* WHAT IS ASKED
(a) In the convexity post below, restate the paragraph beginning "(recall from calculus" in one shorter sentence, keeping its main facts.
(b) Carry the convexity post below forward from its final line, in the same style.

* TEXT SHOWN

────────

Prove that if f is strictly convex, then f(y) > f(x) + grad f(x) o (y-x) for all x,y in S such that x≠y.
(note: "o" means dot product)
Homework Equations
Strictly convex functions
The Attempt at a Solution
Suppose f is stirctly convex.
Then for all x,y in S such that x≠y, 0<s<1,
f[(1-s)x+sy] < (1-s)f(x) + s f(y)
=> f[x+s(y-x)] < f(x) + s[f(y)-f(x)]
=> [f(x+s(y-x)) - f(x)] /s < f(y)-f(x)
=> lim [f(x+s(y-x)) - f(x)] /s ≤ lim [f(y)-f(x)]
s->0------------------------s->0
(recall from calculus, we know that a strict inequality, IN THE LIMIT, becomes a loose inequality. And that's why I must write ≤ when I take the limit)

────────

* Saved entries
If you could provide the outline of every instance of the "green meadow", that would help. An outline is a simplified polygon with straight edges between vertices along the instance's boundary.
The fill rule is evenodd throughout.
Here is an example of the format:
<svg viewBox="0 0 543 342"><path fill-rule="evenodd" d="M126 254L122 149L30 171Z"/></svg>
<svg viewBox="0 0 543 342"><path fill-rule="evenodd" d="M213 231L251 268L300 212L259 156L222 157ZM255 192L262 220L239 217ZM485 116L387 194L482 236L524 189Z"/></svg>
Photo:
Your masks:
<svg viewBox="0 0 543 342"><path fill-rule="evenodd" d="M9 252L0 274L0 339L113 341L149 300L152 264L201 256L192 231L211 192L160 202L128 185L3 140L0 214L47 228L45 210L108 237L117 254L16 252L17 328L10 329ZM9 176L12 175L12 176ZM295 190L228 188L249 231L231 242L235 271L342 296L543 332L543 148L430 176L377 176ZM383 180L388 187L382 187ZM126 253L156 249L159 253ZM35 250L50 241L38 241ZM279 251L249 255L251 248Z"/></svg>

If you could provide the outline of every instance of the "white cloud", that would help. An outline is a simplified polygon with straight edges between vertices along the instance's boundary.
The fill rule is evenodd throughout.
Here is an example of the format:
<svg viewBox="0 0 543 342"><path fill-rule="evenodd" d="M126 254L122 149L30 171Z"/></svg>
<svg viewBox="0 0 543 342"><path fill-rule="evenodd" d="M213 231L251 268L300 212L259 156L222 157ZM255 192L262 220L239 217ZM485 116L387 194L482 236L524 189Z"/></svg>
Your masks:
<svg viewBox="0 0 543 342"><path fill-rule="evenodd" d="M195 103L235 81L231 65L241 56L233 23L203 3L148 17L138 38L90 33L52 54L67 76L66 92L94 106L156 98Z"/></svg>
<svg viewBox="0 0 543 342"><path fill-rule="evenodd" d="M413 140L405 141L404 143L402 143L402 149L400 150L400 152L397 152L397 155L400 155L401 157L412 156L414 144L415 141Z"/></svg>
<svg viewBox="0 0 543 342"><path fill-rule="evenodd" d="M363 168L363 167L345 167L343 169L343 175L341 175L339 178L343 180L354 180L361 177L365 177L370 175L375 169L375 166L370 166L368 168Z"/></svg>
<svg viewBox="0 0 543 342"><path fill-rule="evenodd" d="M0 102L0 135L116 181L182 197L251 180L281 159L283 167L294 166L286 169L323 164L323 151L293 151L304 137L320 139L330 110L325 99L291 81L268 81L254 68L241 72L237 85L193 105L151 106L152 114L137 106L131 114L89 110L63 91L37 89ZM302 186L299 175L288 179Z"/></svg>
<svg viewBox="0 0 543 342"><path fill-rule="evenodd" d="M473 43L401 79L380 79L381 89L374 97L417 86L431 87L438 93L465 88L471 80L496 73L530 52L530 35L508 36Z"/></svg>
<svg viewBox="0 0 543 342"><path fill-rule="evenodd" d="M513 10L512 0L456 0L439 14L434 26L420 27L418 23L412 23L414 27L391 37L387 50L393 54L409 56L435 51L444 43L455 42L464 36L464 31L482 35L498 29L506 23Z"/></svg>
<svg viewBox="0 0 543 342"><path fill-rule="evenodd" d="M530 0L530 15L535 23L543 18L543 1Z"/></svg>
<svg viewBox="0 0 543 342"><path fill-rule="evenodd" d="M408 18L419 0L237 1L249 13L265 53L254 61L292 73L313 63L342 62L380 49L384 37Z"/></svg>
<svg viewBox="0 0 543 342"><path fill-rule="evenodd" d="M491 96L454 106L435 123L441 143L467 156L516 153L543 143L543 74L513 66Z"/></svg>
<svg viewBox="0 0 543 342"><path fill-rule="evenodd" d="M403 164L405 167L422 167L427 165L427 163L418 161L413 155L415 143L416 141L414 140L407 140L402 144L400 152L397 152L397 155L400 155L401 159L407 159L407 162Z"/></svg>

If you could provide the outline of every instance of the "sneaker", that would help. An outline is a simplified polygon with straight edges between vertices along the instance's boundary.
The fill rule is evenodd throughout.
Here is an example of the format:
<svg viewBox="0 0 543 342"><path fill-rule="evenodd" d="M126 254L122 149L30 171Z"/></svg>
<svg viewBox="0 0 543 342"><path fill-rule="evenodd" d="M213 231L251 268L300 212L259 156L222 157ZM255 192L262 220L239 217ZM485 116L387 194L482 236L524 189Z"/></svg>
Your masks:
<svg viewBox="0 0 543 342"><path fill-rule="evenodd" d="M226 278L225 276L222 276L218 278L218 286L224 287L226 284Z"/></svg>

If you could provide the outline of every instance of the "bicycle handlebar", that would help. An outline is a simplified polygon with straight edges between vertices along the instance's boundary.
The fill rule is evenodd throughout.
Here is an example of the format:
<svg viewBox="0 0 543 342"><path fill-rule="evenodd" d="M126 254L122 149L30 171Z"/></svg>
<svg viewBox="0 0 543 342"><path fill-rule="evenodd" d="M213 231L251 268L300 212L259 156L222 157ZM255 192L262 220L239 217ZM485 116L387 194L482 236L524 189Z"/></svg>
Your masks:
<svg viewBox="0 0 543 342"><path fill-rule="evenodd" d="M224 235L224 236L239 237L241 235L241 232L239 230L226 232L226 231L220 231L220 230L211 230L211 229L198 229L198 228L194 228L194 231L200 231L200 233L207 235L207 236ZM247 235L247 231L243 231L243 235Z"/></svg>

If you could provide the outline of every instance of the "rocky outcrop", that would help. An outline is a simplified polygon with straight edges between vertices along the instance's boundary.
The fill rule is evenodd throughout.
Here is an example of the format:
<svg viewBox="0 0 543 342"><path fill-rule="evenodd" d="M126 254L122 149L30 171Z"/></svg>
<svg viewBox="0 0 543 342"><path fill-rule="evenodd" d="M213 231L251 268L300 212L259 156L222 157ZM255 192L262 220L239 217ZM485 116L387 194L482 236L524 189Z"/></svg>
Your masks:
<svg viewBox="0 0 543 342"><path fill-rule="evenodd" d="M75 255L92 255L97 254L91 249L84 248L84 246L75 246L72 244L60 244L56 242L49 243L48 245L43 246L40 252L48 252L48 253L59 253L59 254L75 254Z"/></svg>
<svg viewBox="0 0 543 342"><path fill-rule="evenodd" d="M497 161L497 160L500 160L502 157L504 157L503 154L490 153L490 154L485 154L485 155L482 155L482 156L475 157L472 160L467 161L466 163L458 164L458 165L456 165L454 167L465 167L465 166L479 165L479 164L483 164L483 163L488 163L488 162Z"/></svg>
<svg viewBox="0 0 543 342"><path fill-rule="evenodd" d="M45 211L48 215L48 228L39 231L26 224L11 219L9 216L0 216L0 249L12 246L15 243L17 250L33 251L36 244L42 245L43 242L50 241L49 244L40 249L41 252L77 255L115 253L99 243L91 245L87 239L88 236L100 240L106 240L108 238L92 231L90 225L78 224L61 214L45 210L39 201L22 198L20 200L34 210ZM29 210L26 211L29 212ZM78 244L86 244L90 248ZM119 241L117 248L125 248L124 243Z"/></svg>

────────

* ANSWERS GIVEN
(a) Taking a limit turns a strict inequality into a loose one, which is why ≤ is written at the limit step.

(b)
=> grad f(x) o (y-x) ≤ f(y)-f(x)
=> f(y) ≥ f(x) + grad f(x) o (y-x) for all x,y in S such that x≠y.
BUT what I actually want to prove is >, not ≥. How can I rigorously justify that it should be >? I'm really running out of ideas regarding proving this subtle point.
Any help will be much appreciated!